[Collected data]
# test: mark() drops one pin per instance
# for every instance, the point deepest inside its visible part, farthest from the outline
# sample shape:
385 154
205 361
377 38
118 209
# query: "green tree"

§ **DIRECTIONS FOR THIS TASK**
The answer must be every line of the entries that includes the word "instance".

§ **OUTPUT OF THE EXERCISE**
# test: mark() drops one pin per instance
# for every instance, the point deepest inside its visible part, farthest from the outline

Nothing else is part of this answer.